Annotation dataset entries
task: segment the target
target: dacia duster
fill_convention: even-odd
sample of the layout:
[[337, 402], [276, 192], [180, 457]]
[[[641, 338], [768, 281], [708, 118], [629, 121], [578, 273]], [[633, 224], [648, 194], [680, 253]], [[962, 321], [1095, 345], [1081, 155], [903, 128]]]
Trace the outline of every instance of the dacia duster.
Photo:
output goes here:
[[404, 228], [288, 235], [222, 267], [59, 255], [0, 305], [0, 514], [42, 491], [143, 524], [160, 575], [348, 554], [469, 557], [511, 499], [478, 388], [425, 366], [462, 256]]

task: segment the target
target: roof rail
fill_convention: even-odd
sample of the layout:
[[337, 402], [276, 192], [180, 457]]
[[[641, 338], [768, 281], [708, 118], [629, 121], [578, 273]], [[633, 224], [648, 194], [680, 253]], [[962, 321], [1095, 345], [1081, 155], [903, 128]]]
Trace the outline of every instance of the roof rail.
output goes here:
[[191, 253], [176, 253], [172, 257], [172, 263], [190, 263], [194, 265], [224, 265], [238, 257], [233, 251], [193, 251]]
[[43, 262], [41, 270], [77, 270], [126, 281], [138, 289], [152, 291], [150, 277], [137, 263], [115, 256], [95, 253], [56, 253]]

● Task instructions
Can you reproduce the listing above, substituting "Draw the boundary" for every occurrence of "Trace the outline" and leaving everything else unchanged?

● Solution below
task: segment the target
target: dacia duster
fill_convention: even-odd
sample of the layout:
[[337, 402], [276, 192], [180, 457]]
[[[641, 338], [768, 281], [708, 118], [629, 121], [578, 273]], [[633, 224], [648, 194], [680, 253]], [[962, 321], [1095, 345], [1081, 155], [903, 128]]]
Draw the boundary of every instance of the dacia duster.
Photo:
output goes here:
[[404, 228], [288, 235], [222, 267], [59, 255], [0, 305], [0, 514], [42, 491], [143, 524], [160, 575], [348, 554], [469, 557], [511, 499], [478, 388], [425, 366], [462, 256]]

task: segment the target
target: roof rail
fill_convention: even-odd
sample of the layout:
[[337, 402], [276, 192], [180, 457]]
[[[641, 338], [768, 281], [708, 118], [629, 121], [578, 273]], [[633, 224], [648, 194], [680, 253]], [[962, 321], [1095, 345], [1081, 155], [903, 128]]]
Draw the boundary of every instance of the roof rail.
output goes here:
[[191, 253], [176, 253], [172, 257], [172, 263], [190, 263], [194, 265], [224, 265], [238, 257], [233, 251], [193, 251]]
[[43, 262], [41, 270], [77, 270], [126, 281], [138, 289], [152, 291], [150, 277], [137, 263], [115, 256], [95, 253], [56, 253]]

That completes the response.